▶ **EXERCISE DIRECTIONS**: Print, exactly as given, each line of the data from the line containing "[indicate] insect foot" up to and including its last line.

*** TASK DATA

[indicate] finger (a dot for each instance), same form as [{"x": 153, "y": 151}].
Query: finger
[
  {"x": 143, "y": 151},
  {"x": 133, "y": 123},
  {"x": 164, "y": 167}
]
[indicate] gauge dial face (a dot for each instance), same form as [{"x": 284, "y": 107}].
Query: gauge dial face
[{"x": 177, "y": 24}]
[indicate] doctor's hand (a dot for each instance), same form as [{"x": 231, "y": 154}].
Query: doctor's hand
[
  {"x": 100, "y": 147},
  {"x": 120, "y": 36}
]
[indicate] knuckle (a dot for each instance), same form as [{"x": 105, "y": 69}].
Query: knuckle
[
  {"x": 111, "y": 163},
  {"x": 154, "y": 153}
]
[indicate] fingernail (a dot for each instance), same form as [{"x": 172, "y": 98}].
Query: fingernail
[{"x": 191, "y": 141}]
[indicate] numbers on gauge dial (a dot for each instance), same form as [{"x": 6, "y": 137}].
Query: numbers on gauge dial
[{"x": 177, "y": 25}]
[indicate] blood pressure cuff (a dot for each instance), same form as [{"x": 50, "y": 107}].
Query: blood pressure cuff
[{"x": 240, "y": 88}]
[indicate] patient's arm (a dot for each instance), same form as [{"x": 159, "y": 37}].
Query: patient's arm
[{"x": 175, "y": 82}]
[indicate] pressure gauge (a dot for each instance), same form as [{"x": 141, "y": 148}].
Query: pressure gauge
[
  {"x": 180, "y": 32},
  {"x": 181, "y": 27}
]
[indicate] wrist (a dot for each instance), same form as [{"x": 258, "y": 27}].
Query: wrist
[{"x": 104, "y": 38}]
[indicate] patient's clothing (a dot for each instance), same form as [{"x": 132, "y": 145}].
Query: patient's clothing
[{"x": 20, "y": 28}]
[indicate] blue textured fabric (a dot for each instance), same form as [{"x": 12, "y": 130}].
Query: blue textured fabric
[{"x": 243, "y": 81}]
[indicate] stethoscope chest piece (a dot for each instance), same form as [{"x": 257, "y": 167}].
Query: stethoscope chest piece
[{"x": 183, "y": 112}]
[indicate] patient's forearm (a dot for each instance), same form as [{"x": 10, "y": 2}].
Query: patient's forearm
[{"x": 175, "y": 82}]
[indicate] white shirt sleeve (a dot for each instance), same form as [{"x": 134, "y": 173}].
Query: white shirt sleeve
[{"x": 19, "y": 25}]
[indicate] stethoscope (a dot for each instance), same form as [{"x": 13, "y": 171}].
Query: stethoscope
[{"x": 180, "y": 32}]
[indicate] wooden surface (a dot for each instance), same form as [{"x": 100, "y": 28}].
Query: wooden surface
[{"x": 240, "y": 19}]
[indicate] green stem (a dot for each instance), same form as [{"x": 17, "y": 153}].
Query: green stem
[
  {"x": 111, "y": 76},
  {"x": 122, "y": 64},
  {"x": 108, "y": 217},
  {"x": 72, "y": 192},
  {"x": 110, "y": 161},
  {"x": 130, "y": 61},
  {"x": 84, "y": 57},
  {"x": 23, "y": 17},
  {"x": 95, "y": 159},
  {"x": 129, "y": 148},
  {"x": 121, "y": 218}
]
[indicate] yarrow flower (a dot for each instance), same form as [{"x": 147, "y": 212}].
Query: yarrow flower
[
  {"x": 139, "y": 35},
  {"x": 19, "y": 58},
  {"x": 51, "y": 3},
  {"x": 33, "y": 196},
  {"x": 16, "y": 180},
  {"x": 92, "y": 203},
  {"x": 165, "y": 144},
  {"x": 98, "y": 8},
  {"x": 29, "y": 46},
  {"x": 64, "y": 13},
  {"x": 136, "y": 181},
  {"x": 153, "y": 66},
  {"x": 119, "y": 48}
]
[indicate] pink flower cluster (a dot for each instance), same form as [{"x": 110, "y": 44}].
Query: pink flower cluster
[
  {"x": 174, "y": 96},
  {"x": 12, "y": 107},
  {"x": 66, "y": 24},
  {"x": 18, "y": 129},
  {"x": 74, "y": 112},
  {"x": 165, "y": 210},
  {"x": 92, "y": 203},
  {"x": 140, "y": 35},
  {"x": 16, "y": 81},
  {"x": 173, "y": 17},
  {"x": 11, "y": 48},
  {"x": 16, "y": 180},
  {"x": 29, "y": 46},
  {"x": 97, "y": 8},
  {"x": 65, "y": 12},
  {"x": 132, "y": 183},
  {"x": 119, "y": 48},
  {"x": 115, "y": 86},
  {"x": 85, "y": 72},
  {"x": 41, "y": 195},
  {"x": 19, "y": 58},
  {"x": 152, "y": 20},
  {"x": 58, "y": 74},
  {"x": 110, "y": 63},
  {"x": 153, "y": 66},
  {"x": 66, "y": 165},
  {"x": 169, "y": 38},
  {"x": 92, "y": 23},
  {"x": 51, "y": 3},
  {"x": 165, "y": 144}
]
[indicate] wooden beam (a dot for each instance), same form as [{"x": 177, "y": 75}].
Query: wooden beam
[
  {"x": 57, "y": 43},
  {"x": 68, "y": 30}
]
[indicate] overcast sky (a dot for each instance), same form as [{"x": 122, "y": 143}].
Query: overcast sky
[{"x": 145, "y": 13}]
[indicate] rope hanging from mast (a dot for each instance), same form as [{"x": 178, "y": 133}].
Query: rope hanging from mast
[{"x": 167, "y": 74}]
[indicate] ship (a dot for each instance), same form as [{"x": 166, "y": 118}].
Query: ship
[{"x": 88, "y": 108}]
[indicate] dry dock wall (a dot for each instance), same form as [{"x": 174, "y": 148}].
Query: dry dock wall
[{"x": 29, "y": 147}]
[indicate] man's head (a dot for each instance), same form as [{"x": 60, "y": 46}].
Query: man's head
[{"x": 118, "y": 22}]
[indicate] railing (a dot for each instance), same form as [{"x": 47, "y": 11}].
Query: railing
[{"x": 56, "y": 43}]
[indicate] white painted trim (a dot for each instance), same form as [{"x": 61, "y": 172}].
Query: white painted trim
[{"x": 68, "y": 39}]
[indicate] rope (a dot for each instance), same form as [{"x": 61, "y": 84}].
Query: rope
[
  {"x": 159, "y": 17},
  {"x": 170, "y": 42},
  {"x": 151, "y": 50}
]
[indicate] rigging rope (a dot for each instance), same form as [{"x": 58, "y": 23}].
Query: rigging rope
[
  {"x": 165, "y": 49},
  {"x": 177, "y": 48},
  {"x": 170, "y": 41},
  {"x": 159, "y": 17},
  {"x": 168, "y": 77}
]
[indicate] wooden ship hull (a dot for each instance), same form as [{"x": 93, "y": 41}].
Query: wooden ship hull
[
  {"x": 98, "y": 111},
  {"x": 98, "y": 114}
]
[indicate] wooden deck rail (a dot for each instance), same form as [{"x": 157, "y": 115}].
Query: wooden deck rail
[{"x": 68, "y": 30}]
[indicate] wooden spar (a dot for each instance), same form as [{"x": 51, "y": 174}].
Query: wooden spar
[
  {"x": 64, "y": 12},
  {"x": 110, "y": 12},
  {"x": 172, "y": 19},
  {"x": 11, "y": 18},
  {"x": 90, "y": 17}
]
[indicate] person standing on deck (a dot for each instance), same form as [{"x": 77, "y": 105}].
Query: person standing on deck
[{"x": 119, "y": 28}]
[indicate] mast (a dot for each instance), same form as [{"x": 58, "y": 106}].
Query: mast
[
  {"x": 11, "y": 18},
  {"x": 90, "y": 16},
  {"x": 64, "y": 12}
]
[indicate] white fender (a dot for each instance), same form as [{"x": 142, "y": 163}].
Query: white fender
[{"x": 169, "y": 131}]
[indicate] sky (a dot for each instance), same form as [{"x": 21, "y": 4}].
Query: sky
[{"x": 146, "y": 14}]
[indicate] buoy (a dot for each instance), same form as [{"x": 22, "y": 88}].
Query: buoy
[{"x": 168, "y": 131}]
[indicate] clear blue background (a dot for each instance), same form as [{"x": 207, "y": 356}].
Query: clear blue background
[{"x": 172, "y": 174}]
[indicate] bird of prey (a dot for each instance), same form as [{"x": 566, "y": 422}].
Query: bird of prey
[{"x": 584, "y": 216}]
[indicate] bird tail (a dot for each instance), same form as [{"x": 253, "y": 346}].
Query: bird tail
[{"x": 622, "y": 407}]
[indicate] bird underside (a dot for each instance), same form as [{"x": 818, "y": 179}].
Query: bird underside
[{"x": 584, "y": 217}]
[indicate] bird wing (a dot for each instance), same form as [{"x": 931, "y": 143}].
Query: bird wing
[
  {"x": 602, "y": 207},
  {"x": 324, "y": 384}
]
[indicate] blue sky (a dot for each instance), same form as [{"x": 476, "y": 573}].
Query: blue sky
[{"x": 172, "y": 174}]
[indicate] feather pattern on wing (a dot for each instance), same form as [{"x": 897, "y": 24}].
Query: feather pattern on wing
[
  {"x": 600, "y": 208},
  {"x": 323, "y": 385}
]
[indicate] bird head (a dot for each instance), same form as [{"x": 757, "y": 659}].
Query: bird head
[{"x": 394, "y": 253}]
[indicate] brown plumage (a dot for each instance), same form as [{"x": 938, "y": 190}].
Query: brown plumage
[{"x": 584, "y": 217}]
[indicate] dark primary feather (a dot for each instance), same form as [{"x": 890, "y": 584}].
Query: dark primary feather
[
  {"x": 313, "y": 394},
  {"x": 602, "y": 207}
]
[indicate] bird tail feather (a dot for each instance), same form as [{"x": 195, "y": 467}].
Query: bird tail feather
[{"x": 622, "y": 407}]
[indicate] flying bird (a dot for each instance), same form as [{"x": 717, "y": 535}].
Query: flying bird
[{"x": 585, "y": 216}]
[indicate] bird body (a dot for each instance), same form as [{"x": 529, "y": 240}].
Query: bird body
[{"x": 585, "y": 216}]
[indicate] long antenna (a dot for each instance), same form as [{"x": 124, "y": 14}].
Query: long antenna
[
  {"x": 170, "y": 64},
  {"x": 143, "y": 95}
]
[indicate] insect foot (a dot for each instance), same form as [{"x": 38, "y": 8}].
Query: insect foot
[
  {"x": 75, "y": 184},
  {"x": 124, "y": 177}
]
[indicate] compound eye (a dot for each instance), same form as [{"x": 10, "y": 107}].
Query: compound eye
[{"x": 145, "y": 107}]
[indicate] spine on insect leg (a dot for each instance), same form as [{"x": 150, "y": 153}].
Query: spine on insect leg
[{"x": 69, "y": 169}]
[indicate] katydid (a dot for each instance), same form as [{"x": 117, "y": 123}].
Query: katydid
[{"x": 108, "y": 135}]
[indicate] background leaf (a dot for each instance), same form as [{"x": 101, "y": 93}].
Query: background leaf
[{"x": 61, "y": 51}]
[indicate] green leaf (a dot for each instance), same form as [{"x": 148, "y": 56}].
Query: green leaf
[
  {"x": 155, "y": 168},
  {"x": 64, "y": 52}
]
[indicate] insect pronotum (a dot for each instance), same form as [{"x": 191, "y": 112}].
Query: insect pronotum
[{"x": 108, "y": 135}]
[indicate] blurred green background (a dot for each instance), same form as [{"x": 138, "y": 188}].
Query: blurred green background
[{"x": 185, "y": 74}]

******

▶ **ANSWER TO THE EXERCISE**:
[indicate] insect foot (a dot for each instance), same form as [{"x": 38, "y": 8}].
Query: insect foot
[
  {"x": 75, "y": 184},
  {"x": 124, "y": 177}
]
[indicate] compound eye (a dot for each instance), same form as [{"x": 10, "y": 107}].
Query: compound eye
[{"x": 145, "y": 107}]
[indicate] spine on insect leg (a dot for each instance), same form as [{"x": 150, "y": 153}].
Query: spine on insect leg
[{"x": 69, "y": 169}]
[indicate] katydid (a dot for each instance), same form as [{"x": 117, "y": 123}].
Query: katydid
[{"x": 108, "y": 135}]
[indicate] background leaf (a dot for each instance), same form as [{"x": 101, "y": 93}].
Query: background leaf
[{"x": 61, "y": 51}]
[indicate] green leaf (a dot for each instance), same form as [{"x": 148, "y": 56}].
Query: green leaf
[
  {"x": 155, "y": 168},
  {"x": 64, "y": 52}
]
[indicate] insect pronotum (a dot for each instance), same form as [{"x": 191, "y": 112}].
Query: insect pronotum
[{"x": 108, "y": 135}]
[indicate] blurred green background (a dot for each instance), same form as [{"x": 138, "y": 188}].
Query: blurred green background
[{"x": 185, "y": 74}]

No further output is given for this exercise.